* _What to work on_: Without the images, write out all of the following entries exactly.

(Object pointing dataset rows)
★ ★ ★ ★ ★ ★ ★
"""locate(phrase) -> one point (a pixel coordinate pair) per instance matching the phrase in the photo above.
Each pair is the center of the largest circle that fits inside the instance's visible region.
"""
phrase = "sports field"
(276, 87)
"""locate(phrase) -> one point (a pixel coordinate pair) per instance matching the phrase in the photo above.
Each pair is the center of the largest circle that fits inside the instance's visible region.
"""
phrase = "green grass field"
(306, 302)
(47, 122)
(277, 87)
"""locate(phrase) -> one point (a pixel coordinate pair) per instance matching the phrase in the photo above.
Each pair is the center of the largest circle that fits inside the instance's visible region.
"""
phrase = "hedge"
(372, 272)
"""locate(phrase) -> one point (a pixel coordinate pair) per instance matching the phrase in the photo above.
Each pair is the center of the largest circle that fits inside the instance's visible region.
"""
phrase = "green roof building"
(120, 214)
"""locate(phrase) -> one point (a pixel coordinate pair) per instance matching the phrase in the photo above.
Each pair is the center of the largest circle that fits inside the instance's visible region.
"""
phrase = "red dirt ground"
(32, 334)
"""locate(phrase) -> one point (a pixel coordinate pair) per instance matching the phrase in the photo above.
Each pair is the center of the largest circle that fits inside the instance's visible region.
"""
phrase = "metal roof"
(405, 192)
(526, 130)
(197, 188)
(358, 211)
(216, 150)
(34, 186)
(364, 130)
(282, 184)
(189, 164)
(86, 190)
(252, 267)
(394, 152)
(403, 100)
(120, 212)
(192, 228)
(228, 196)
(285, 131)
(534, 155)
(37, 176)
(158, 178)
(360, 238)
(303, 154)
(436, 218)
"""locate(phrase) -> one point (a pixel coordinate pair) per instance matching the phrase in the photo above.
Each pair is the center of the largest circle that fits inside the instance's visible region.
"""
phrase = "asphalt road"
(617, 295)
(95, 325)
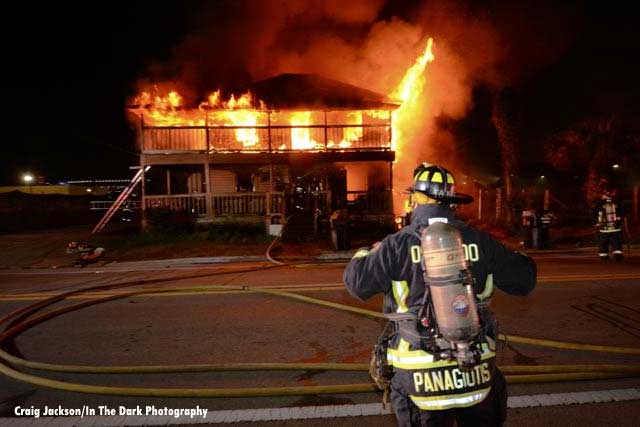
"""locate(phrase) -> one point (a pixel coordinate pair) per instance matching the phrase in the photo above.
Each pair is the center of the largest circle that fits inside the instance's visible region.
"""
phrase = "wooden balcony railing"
(196, 204)
(247, 203)
(221, 204)
(373, 134)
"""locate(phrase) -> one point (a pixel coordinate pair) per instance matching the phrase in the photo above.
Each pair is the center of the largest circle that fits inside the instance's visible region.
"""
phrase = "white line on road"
(311, 412)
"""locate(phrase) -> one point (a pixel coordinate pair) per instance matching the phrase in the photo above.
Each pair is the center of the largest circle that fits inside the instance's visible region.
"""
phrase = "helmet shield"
(439, 184)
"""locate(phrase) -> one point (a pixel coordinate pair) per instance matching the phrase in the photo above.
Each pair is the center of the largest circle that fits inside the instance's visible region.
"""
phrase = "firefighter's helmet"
(437, 183)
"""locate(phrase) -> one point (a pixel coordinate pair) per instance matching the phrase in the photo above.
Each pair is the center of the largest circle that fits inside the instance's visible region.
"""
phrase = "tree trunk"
(505, 119)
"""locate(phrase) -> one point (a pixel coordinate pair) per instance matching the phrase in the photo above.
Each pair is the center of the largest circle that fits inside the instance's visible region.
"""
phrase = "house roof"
(311, 91)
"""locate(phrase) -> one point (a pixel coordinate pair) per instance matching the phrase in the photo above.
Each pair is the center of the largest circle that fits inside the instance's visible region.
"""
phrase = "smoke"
(371, 43)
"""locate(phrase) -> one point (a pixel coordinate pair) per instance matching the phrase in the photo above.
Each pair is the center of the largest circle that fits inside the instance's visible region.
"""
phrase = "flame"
(409, 91)
(301, 136)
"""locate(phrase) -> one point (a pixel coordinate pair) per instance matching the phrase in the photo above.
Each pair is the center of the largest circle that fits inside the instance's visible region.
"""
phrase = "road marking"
(316, 412)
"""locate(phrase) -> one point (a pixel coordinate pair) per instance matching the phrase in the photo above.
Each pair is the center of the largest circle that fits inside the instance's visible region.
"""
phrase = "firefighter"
(427, 387)
(608, 222)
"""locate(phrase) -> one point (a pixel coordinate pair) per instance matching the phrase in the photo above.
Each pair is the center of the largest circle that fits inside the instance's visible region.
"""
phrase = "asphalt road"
(578, 299)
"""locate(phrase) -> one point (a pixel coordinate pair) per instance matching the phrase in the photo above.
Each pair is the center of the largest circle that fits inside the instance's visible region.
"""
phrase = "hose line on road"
(262, 391)
(515, 374)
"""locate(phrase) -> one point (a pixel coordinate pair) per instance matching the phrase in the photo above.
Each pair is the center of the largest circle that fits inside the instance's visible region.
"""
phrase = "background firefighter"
(608, 217)
(395, 268)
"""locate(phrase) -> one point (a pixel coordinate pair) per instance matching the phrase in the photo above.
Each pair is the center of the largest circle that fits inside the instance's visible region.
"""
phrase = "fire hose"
(515, 374)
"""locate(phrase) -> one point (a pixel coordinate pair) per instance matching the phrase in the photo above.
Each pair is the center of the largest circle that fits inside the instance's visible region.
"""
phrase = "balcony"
(221, 204)
(265, 132)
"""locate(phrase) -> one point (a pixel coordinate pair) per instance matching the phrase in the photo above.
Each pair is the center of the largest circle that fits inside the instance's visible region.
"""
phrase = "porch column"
(208, 201)
(143, 190)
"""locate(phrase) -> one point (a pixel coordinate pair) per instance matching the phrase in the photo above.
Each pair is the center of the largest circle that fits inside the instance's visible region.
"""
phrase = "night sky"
(68, 69)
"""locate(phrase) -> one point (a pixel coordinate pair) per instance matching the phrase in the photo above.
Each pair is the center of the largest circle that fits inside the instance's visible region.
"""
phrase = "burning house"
(292, 143)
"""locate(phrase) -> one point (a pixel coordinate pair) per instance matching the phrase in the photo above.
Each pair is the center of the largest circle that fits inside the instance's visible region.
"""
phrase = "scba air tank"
(610, 213)
(446, 275)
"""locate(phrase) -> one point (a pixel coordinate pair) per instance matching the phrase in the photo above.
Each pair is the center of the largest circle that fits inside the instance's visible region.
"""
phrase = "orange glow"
(301, 137)
(409, 92)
★ ★ ★ ★ ★ ★ ★
* _Result of the task_:
"""locate(phrase) -> one point (a pixel coordinate pair) per instance matching the phrase in the photo above.
Each pair is the center of the largest circle that fits inside the instance's visible region.
"""
phrase = "sports field"
(276, 87)
"""locate(phrase) -> one point (a pixel coordinate pair) per instance matching the phrase in the photo above.
Each pair is the center of the largest circle that fits inside the instance's visible region.
"""
phrase = "green grass field"
(306, 302)
(47, 122)
(277, 87)
"""locate(phrase) -> one point (a pixel coordinate pair) per instance matching the phrase in the photo above.
Each pair is the center of the largest circle that fits inside the instance's visible region.
"""
phrase = "hedge"
(372, 272)
"""locate(phrase) -> one point (a pixel coordinate pair) per instance matching the phrase in the photo above.
Each pair is the center of the largest circle that fits inside the instance's visible region.
"""
phrase = "green roof building"
(120, 214)
"""locate(phrase) -> one point (a pixel coordinate pair) per instance matching the phrase in the photo above.
Each pair is the center of the largest circle that fits inside the instance's visible region.
"""
phrase = "red dirt ground"
(32, 334)
"""locate(phrase) -> one point (a pixel coordinate pair) per instance matching the phrase in the photo above.
Each pair is the center of the largest circle that fits inside the instance's visible region.
"""
phrase = "metal roof"
(405, 192)
(526, 130)
(197, 188)
(358, 211)
(216, 150)
(34, 186)
(364, 130)
(282, 184)
(189, 164)
(86, 190)
(252, 267)
(394, 152)
(403, 100)
(120, 212)
(192, 228)
(228, 196)
(285, 131)
(534, 155)
(37, 176)
(158, 178)
(360, 238)
(303, 154)
(436, 218)
"""locate(phrase) -> one point (a pixel coordinate pair) per instance matching the phrase in the photo above.
Each pair is the center of the largest circle that fits inside the instance's visible region.
"""
phrase = "asphalt road"
(617, 295)
(95, 325)
"""locate(phrase) -> one point (a pixel coordinate pair) per instance matching the phrase in the photo above.
Each pair is the center of the largest circle that fits inside the instance's visible region.
"""
phrase = "wooden balcony railing"
(196, 204)
(247, 203)
(221, 204)
(373, 134)
"""locate(phrase) -> one point (a pixel coordinate pair) per instance matching the phrase in the photo above.
Each pair is the center of the largest circle that fits inside the instance's visible region.
"""
phrase = "white line on road"
(311, 412)
"""locate(phrase) -> one point (a pixel coordinate pair) per instance matching the phrase in the photo above.
Each pair is the center of the largest circle that fits inside the instance's visible region.
"""
phrase = "helmet shield"
(439, 184)
"""locate(phrase) -> one point (a pixel coordinate pair) per instance matching the phrase in the photo above.
Each pair is the center of the largest circle that fits inside the instance's visible region.
"""
phrase = "firefighter's helmet"
(437, 183)
"""locate(phrase) -> one point (a pixel coordinate pair) per instance matching the phrase in the photo above.
Each pair is the center of the largest circle that fits inside the instance's visible region.
"""
phrase = "tree trunk"
(505, 119)
"""locate(phrase) -> one point (a pixel coordinate pair) per instance matching the phrase in the photo above.
Each pair is the center of the largest circle that fits inside the instance's visible region.
"""
phrase = "house roof"
(311, 91)
"""locate(phrase) -> one point (a pixel coordinate pair) per instance matching the phrase in the photo above.
Each pair is the center of the largest circle that fits inside the instance's visible region.
"""
phrase = "smoke"
(371, 43)
"""locate(phrase) -> one point (a pixel coordinate pair) per instance matching the phrase in the photo above.
Each pair is the center of the largest circle that fits inside the instance's visible region.
"""
phrase = "flame"
(409, 91)
(301, 136)
"""locate(phrase) -> one point (a pixel coordinate pair) per instance matching the phrase in the photo above.
Each pair is the center of the largest circle that fits inside the instance's visible region.
"""
phrase = "road marking"
(316, 412)
"""locate(phrase) -> one point (a pixel coordinate pair) per instance matching the phrase in the photo above.
Each pair is the center of the largest circle that fits inside the instance's visible region.
"""
phrase = "firefighter"
(427, 387)
(608, 222)
"""locate(phrase) -> one point (a pixel coordinate pair) per instance matching the phrase in the photo above.
Each pair is the center of the largest circle that fits inside the instance's visible region.
"""
phrase = "asphalt road"
(578, 299)
"""locate(phrase) -> one point (a pixel coordinate pair) per instance matching the phrase in the photo above.
Each pair is the center of the largest circle that fits inside the instance's visible region.
"""
phrase = "hose line on road"
(262, 391)
(515, 374)
"""locate(phrase) -> one point (a pixel coordinate pair) per instance matching the phrase in the photo above.
Each pair is the center of the largest circle that fits inside the instance's visible region.
"""
phrase = "background firefighter"
(608, 217)
(395, 268)
"""locate(phrase) -> one point (a pixel coordinate pair) per instance matching the phrase in the photo above.
Each pair is the center of the largest circle that fits inside the instance's visible region.
"""
phrase = "fire hose"
(515, 374)
"""locate(phrase) -> one point (a pixel coordinate pair) per instance matching the phrase in the photo above.
Each pair is the center of the largest circle that fits inside the instance's visible region.
"""
phrase = "balcony"
(221, 204)
(265, 132)
"""locate(phrase) -> one point (a pixel coordinate pair) per instance matching the phrase in the photo above.
Each pair is the center of the largest circle that fits inside the instance's visible region.
"""
phrase = "porch column"
(208, 201)
(143, 190)
"""locate(phrase) -> one point (a pixel coordinate pair) per instance matching the phrase in the photo above.
Each pair is the center of the largest circle that fits inside the instance's visible region.
"""
phrase = "night sky"
(68, 69)
"""locate(phrase) -> one point (a pixel coordinate pair) per instance matching the phrase in the photo above.
Each pair is the center of the largest circle that fits inside the instance's visible region.
"""
phrase = "burning house"
(292, 143)
"""locate(phrase) -> one point (a pixel coordinate pair) per instance matching the phrase in the photo above.
Each pair is the center of the largest circle that fits inside the instance's visible region.
"""
phrase = "scba air tank"
(610, 213)
(446, 275)
"""locate(phrase) -> one point (a pixel coordinate pair) per instance matching the phrase in the photo above.
Each pair is the center of the largest circle that fits inside the instance's visible region.
"""
phrase = "orange glow"
(301, 137)
(409, 92)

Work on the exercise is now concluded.